**DOCUMENT PASSAGE:**
The Composable Custom Extensions Specification also assigns a small subset of the Control and Status Registers (CSRs) that are reserved by the RISC-V ISA for the purposes of adding custom features. These CSRs are used to configure the CFU-LI, to select the current target CFU, and to select the CFU’s state context, if the implemented function is stateful and multiple threads are using it. CFU status information is accumulated in one of these CSRs and can be read back or cleared via standard RISC-V CSR read/write instructions.

**Note:** The Lattice Propel™ Builder design environment does not provide CFU switching infrastructure and does not support the composable custom extensions feature, `IStateContext`. 
3. CFU-LI: Interface Between RISC-V and CFU

The CFU-LI is an interconnect and protocol by which the RISC-V issues requests to the CFU and the CFU communicates responses.

3.1. Signal Definitions

The signals defined in the CFU specification are repeated in Table 3.1.

**GIVEN ENTRIES:**
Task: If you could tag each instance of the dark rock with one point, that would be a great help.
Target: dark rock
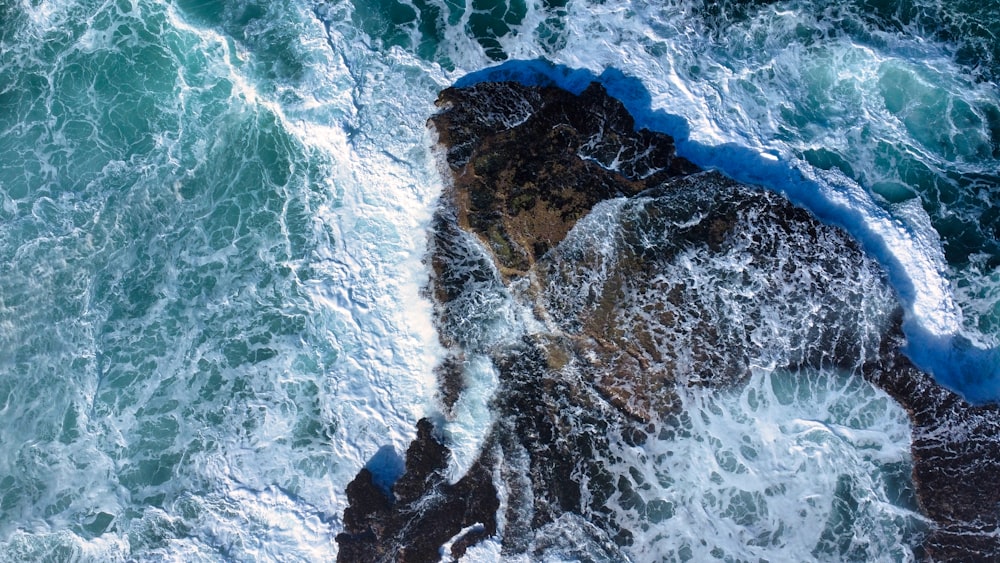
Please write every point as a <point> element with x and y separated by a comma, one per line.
<point>425,511</point>
<point>647,275</point>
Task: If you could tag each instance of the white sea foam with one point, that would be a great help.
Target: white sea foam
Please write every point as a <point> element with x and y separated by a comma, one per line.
<point>358,112</point>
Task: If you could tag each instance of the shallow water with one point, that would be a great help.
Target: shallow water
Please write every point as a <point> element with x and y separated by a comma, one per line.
<point>213,217</point>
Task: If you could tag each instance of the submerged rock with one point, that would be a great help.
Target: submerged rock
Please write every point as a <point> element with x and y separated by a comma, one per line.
<point>637,276</point>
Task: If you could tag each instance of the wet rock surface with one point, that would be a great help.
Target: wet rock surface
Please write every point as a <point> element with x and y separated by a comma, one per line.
<point>630,265</point>
<point>422,511</point>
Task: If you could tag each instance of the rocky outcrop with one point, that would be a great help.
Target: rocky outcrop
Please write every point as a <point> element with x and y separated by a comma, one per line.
<point>421,512</point>
<point>641,275</point>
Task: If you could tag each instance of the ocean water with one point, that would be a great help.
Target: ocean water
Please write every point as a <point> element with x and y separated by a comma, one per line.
<point>213,218</point>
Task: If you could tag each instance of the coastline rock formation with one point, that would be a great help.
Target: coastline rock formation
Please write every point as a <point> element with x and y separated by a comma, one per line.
<point>638,275</point>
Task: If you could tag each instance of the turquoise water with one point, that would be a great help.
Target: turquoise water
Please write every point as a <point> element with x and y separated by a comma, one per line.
<point>213,214</point>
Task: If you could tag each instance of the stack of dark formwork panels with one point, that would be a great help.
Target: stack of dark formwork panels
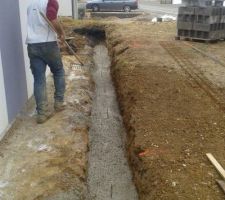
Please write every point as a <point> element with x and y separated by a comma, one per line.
<point>201,20</point>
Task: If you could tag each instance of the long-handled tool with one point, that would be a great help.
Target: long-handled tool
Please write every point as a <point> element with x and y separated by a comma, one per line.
<point>66,43</point>
<point>220,170</point>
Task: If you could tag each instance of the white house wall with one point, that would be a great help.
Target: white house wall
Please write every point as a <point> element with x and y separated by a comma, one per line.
<point>3,106</point>
<point>65,7</point>
<point>23,20</point>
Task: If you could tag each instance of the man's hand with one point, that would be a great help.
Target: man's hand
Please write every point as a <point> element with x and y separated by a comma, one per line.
<point>60,32</point>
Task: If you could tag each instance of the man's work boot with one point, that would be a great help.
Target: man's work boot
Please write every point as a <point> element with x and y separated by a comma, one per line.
<point>42,118</point>
<point>59,106</point>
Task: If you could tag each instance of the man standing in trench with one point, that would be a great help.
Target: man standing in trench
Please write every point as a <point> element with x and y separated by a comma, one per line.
<point>43,50</point>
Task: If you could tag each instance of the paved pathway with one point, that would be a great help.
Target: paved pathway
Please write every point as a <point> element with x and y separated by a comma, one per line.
<point>109,173</point>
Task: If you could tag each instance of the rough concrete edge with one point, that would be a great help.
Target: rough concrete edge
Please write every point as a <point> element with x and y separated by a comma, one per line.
<point>9,129</point>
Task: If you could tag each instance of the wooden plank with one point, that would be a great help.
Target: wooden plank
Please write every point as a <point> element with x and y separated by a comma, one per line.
<point>221,184</point>
<point>218,167</point>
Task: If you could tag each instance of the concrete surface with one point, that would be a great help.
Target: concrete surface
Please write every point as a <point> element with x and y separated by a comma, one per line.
<point>109,176</point>
<point>49,161</point>
<point>116,14</point>
<point>156,9</point>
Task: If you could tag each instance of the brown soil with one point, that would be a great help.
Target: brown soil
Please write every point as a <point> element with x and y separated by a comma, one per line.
<point>49,161</point>
<point>172,102</point>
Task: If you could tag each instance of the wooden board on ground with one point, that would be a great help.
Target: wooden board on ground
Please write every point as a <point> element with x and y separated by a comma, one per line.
<point>221,183</point>
<point>218,167</point>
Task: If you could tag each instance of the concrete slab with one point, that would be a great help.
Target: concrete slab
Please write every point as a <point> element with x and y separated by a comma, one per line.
<point>109,176</point>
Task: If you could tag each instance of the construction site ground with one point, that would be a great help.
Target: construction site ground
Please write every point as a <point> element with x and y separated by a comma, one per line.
<point>171,95</point>
<point>172,98</point>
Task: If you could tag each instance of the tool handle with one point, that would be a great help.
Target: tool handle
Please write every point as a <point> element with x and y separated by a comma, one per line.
<point>66,43</point>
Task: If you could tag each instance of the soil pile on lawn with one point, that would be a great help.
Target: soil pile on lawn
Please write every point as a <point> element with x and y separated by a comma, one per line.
<point>171,119</point>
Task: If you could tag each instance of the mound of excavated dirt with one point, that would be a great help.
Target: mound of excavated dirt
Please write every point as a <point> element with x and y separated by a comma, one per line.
<point>173,109</point>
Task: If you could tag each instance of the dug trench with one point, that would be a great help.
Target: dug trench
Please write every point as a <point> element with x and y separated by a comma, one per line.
<point>166,94</point>
<point>170,123</point>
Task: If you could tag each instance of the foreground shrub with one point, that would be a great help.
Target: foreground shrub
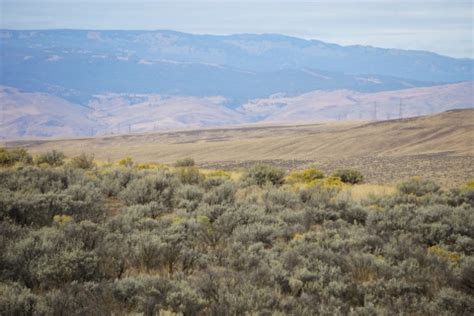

**TASK TO COMPLETE:**
From the CFU-LI passage, output the text starting at "3. CFU-LI: Interface" and ending at "CFU communicates responses.". The records are a separate body of material from the CFU-LI passage.

**SOLUTION:**
3. CFU-LI: Interface Between RISC-V and CFU

The CFU-LI is an interconnect and protocol by which the RISC-V issues requests to the CFU and the CFU communicates responses.